DATASET ROWS.
# # # #

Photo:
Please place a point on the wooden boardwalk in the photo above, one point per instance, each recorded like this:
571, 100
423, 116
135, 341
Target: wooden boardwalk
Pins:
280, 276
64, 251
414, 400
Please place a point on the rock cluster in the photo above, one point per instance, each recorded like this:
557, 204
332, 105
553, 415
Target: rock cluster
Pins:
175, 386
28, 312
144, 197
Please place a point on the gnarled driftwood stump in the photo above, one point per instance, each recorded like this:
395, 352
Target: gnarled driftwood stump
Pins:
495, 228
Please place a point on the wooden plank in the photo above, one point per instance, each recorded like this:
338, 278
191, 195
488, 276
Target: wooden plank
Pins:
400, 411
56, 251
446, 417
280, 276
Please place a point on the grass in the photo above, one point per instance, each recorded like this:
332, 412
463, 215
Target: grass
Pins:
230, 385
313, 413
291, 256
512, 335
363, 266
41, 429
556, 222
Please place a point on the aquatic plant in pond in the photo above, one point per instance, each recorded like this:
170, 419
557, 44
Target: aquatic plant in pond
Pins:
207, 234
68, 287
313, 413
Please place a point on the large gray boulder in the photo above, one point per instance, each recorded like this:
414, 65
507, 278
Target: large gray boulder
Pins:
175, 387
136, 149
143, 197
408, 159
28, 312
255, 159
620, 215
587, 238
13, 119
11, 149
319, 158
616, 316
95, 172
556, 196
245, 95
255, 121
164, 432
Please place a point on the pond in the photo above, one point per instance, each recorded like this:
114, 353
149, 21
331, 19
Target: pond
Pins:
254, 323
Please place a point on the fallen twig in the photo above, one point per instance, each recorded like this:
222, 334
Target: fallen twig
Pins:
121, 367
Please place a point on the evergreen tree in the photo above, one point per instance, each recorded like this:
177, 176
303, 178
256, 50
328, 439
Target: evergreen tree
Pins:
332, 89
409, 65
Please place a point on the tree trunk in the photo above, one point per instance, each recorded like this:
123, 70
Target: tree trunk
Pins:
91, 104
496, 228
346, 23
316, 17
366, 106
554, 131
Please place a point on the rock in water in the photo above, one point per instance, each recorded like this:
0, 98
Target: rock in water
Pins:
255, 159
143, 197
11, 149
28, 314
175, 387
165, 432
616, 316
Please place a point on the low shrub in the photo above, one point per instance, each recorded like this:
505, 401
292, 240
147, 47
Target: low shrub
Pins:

# # # #

OBJECTIVE.
Print all of the rows above again, unchanged and in their original order.

REPLY TO THE EXERCISE.
Photo:
Please place a point on the wooden boardwalk in the photo above, one point per instance, each recorded like this:
571, 100
423, 116
135, 341
Target: wooden boardwalk
Pins:
280, 276
64, 251
414, 400
Please place a point on the rock cluster in the photo above, one point per instance, each recorded like this:
557, 204
332, 105
553, 415
Target: rock cluster
Pins:
175, 386
28, 312
144, 197
Please place a point on the gnarled driftwood stump in the photo above, one point per instance, each recorded like this:
395, 352
Target: gnarled driftwood stump
Pins:
495, 228
Please place a point on the wooden plank in the photo above, one point per instance, each recorded like this:
338, 278
191, 195
488, 276
Target: wooden plank
Pins:
400, 411
56, 251
446, 417
280, 276
Please place a point on the grass in the photo above, one point per instance, each recorded like this:
332, 412
463, 215
Target: grass
Pins:
230, 385
313, 413
291, 256
512, 335
363, 266
41, 429
556, 222
Please place a point on the aquatic plant in pond in the photo above, one point per instance, each recorded like this:
170, 419
557, 44
Target: aquatic plant in pond
Pins:
207, 234
68, 287
313, 413
Please place a point on the large gray boulder in the photo above, one point per instance, each recorded like this:
414, 65
507, 278
Target: large gray boulder
Pins:
175, 387
136, 149
143, 197
408, 159
28, 312
255, 159
620, 215
587, 238
13, 119
11, 149
319, 158
616, 316
95, 172
556, 196
245, 95
255, 121
164, 432
Please place a point on the pond in the photo above, one point per instance, each recorded like this:
114, 353
149, 21
331, 19
Target: pond
Pins:
254, 323
Please place a point on the fallen twig in the photo above, one point per instance, each recorded like this:
222, 334
Target: fallen twig
Pins:
121, 367
Please place a point on the evergreen tree in the photo above, one point per instance, each recorded like this:
177, 176
303, 178
256, 50
328, 439
Target: evergreen tree
Pins:
332, 89
409, 65
Please place a point on the tree trunk in the photo above, one point per instance, each recorded like this:
123, 70
Target: tree trunk
Pins:
91, 104
496, 228
346, 23
316, 17
366, 106
554, 131
Please place a point on the rock in water in the photo above, one point per instance, each recorded like this:
0, 98
Target: rock in water
Pins:
255, 159
143, 197
11, 149
28, 314
175, 387
165, 432
616, 316
Please place a point on the low shrub in the photo above, one point per instance, each recorded like this:
505, 401
292, 240
147, 47
Target: low shrub
Pins:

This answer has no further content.